[postgis-devel] postgis_tiger geocoding extension : France & temporal geocoding

Stephen Woodbridge woodbri at swoodbridge.com
Thu Jun 16 06:15:41 PDT 2016


Hi Remi,

I have started a project to create an address standardizer that can be 
internationalized with the longer term goal of redesigning the postgis 
geocoder to work with data from any data sources.

https://github.com/woodbri/address-standardizer

The design for a generic geocoder works like this:

* load street data into a table with geometry
* standardize the street data into a standardized table
* given a query address
   * standardize it
   * generate a query to search for candidate records in the standized table
   * score/filter the candidate records
   * fetch the geometry and compute the location

The address-standardizer needs some performance tuning as it has 
problems when the lexicon gets large and/or when the grammar gets too 
complex.

I'm still fairly new at C++, and would be happy to get pull requests or 
a code review.

I have a sample lexicon and grammar for France and it should be straight 
forward to add a dimension like date to the scheme above and filter 
candidate records based on dates in the scoring process.

I would be happy to work with you on this and discuss how to best solve 
these problems.

Thanks,
   -Steve

On 6/16/2016 6:10 AM, Rémi Cura wrote:
> Hey dear list,
> I'm currently considering extending postgis geocoder.
>
> I have two needs:
>  - to work with French data
>  - to perform temporal geocoding (you give an addresses *and *a date,
> you get geographic position).
>
> For the moment I'm trying to understand how the geocoder works with USA
> data.
>
> I imported Massachusetts for a test, and everything seems okay except
> that my tiger.state table is empty, which prevents geocoding.
>
> Notwithstanding the import step, and the adress normaliser, it seems to
> boil down to a large query in the function tiger.geocode_address().
>
>
> I would be delighted to have some pointers on the design of the
> postgis_tiger_geocoder extension.
> In perticular, I don't understand the adress standardizer business at
> all (yeah, I found some doc, no, I don't understand it well)
>
>
> Many thanks for help,
> Cheers,
> Rémi-C
>
>
>
>
>
>
> -------------------------------------
> WITH a AS
> (
>          SELECT   *
>          FROM     (
>                              SELECT     f.*,
>                                         ad.side,
>                                         ad.zip,
>                                         ad.fromhn,
>                                         ad.tohn,
>                                         Rank() over(ORDER BY
> Diff_zip(ad.zip,'01104')*2.00 +
>                                         CASE
>                                                    WHEN Lower(f.name
> <http://f.name>) = Lower('FRANKLIN') THEN 0
>                                                    ELSE
> Levenshtein_ignore_case(f.name <http://f.name>, Lower('FRANKLIN') )

--

What you will do:
1. Answer these questions about the thread on extending the PostGIS geocoder:
(a) What two needs does Rémi list?
(b) Which table is empty after the Massachusetts import?
(c) Under what conditions does the address-standardizer have performance problems?
2. Extend the thread on extending the PostGIS geocoder, starting right after its final line.

Dataset excerpts:
--

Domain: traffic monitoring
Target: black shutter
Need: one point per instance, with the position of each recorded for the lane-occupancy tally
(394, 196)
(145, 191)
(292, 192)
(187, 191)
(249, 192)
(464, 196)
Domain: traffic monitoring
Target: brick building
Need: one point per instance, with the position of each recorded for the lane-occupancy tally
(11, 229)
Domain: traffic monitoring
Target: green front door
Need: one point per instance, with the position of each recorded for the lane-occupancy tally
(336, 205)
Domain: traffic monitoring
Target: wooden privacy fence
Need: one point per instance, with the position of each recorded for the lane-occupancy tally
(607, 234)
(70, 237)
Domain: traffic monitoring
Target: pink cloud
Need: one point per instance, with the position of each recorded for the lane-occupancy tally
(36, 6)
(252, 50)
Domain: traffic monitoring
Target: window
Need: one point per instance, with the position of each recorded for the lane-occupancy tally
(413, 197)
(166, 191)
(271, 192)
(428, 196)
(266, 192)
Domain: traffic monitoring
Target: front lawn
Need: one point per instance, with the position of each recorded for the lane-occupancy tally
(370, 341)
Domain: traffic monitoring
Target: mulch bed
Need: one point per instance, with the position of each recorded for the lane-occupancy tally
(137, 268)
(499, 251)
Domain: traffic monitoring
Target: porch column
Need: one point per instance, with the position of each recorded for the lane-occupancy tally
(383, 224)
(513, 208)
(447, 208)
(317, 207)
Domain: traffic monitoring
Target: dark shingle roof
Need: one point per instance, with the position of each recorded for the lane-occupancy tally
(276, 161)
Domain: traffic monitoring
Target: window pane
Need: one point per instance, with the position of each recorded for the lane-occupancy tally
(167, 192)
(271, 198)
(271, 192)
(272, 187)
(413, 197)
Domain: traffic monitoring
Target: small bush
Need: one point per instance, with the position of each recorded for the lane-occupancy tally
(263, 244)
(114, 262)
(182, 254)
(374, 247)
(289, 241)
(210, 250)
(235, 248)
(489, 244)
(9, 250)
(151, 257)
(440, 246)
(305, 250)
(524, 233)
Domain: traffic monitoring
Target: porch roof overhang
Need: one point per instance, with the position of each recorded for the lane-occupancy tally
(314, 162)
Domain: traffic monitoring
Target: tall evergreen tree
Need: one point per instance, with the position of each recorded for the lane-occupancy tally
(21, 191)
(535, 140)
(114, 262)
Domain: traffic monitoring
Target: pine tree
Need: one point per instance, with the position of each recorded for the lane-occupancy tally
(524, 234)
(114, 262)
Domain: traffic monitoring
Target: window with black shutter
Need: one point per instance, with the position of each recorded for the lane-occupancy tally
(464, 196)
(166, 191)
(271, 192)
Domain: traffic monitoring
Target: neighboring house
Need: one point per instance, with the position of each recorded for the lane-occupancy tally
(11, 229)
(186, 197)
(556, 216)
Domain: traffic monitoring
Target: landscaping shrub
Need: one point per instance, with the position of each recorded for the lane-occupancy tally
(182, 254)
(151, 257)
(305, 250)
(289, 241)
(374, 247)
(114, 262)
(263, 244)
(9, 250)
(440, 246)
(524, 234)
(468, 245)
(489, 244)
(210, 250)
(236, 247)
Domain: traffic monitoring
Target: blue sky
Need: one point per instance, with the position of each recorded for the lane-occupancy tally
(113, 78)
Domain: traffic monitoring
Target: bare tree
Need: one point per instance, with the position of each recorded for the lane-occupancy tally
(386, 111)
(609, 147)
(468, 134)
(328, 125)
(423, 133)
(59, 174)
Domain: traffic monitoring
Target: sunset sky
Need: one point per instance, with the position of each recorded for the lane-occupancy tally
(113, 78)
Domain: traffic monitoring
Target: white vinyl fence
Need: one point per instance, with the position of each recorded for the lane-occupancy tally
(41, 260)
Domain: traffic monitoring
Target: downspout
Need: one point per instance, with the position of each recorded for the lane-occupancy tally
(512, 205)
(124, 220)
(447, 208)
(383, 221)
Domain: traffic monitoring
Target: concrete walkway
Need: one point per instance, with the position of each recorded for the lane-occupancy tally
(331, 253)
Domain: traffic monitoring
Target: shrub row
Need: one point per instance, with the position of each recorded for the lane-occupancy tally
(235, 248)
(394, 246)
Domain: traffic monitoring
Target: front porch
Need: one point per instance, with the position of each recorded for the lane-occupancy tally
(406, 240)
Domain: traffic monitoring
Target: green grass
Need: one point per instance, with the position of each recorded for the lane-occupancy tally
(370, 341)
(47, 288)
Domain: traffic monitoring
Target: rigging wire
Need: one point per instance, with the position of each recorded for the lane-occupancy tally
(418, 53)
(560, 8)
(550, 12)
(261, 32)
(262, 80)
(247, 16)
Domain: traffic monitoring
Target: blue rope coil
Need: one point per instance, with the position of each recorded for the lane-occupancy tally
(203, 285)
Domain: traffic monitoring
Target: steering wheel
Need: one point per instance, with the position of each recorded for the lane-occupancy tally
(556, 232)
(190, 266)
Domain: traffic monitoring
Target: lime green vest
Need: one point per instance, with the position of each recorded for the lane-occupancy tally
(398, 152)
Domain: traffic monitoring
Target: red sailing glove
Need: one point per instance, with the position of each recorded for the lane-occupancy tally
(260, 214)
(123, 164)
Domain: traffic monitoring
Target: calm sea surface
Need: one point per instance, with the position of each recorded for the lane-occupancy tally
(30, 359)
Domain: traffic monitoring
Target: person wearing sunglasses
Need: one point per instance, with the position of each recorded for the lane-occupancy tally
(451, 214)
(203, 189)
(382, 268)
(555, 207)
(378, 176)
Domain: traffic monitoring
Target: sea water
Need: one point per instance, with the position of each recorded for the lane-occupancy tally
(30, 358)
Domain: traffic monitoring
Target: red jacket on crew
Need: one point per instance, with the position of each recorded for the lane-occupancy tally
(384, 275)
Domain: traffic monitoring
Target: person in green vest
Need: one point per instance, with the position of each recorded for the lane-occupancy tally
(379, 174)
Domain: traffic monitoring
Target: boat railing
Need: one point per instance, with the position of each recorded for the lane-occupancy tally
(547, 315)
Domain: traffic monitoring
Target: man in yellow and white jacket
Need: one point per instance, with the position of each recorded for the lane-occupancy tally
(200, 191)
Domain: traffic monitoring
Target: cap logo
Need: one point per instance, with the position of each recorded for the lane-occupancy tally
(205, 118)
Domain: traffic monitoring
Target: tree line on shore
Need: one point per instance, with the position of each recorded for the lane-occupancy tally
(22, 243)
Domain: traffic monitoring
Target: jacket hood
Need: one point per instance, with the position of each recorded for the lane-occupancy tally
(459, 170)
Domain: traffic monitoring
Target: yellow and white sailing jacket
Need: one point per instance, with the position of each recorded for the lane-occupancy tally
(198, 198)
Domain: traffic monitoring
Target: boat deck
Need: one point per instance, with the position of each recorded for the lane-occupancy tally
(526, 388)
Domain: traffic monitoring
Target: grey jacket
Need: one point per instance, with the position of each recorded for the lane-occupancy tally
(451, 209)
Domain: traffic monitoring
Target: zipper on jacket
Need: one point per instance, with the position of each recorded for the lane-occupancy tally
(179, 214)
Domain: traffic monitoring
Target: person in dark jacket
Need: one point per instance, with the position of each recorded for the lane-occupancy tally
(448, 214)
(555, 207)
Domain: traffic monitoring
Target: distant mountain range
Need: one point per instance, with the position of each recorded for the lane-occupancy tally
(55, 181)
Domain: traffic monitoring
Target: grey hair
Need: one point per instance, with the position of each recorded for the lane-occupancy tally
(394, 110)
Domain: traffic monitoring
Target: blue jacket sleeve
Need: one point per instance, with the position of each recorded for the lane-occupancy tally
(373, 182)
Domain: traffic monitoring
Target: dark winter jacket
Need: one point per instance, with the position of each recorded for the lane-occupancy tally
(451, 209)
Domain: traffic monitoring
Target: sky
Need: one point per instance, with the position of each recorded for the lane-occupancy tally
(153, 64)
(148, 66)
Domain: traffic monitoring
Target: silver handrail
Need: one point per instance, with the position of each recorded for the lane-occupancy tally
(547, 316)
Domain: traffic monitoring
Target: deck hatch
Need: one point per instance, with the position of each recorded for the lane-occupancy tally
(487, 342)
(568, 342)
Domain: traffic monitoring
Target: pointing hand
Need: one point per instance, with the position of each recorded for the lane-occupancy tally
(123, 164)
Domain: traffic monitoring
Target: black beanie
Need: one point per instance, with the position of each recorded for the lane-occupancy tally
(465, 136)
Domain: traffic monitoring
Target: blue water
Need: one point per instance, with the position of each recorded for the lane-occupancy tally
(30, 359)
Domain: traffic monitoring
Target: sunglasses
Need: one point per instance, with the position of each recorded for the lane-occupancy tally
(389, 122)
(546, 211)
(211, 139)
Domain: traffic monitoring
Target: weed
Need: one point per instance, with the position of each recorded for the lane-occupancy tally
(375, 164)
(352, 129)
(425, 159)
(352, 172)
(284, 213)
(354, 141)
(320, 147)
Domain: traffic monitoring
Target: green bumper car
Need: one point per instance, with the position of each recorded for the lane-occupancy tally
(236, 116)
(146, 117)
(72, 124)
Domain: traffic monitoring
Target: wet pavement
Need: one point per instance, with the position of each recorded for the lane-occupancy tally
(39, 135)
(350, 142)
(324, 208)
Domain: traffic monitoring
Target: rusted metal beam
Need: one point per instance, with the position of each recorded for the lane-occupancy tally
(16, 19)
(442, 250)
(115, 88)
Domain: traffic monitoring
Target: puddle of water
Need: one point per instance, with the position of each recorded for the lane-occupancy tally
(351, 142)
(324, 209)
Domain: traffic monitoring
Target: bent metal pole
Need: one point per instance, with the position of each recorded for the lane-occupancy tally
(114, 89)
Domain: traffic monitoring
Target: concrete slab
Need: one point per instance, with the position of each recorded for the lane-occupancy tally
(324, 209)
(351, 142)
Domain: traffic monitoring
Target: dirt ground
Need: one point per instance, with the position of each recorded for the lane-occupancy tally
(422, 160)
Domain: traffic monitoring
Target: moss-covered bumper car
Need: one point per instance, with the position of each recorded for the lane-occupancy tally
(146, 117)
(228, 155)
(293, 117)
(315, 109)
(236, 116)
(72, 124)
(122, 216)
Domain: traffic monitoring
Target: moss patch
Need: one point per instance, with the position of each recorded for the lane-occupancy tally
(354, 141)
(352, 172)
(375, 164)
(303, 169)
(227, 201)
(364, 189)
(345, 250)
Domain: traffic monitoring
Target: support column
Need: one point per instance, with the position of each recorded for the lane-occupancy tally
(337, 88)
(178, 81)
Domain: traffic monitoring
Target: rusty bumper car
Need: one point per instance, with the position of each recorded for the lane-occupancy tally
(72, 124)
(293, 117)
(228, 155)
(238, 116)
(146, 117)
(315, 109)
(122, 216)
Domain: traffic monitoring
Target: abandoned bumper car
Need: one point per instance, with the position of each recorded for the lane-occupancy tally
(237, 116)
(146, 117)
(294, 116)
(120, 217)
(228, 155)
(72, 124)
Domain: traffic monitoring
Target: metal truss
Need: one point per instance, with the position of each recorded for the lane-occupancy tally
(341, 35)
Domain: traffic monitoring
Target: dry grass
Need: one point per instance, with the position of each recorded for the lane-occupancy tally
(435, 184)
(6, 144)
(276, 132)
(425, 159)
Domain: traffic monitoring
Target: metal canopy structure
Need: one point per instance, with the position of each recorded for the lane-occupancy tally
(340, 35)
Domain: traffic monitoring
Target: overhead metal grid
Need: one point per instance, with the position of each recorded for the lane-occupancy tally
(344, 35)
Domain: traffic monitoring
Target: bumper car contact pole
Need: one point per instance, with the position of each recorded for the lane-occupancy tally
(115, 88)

--

Per-task answers:
1.
(a) Working with French data and performing temporal geocoding, where an address and a date return a geographic position.
(b) The tiger.state table.
(c) When the lexicon gets large and/or when the grammar gets too complex.

2.
>                                         END +
> Levenshtein_ignore_case(f.fullname, Lower('FRANKLIN'
>                                                    || ' '
>                                                    || Coalesce('ST','')) ) +
>                                         CASE
>                                                    WHEN (
>
> Greatest_hn(ad.fromhn,ad.tohn) % 2)::INTEGER = ('1' % 2)::INTEGER THEN 0
>                                                    ELSE 1
>                                         END +
>                                         CASE
>                                                    WHEN '1'::INTEGER
> BETWEEN Least_hn(ad.fromhn,ad.tohn) AND        Greatest_hn(ad.fromhn,
> ad.tohn) THEN 0
>                                                    ELSE 4
>                                         END +
>                                         CASE
>                                                    WHEN Lower('ST') =
> Lower(f.suftypabrv)
>                                                    OR
> Lower('ST') = Lower(f.pretypabrv) THEN 0
>                                                    ELSE 1
>                                         END + Rate_attributes(NULL,
> f.predirabrv, 'FRANKLIN', f.name <http://f.name> , 'ST', suftypabrv ,
> NULL, sufdirabrv, prequalabr) ) AS rank
>                              FROM
> tiger.featnames
> AS f
>                              inner join
> tiger.addr
> AS ad
>                              ON         (
>                                                    f.tlid = ad.tlid)
>                              WHERE      '25' = f.statefp
>                              AND        '25' = ad.statefp
>                              AND        (
>                                                    Lower(f.fullname)
> LIKE (Coalesce(NULL
>                                                               || ' ','')
>                                                               ||
> Lower('FRANKLIN')
>                                                               || '%')::text
>                                         OR         Lower(f.name
> <http://f.name>) = Lower('FRANKLIN')
>                                         OR         Soundex(f.name
> <http://f.name>) = Soundex('FRANKLIN') )
>                              AND        (
>                                                    ad.zip =
> ANY('{01102,01103,01104,01105,01106}'::VARCHAR[]) ) ) AS foo
>          ORDER BY rank limit 30 )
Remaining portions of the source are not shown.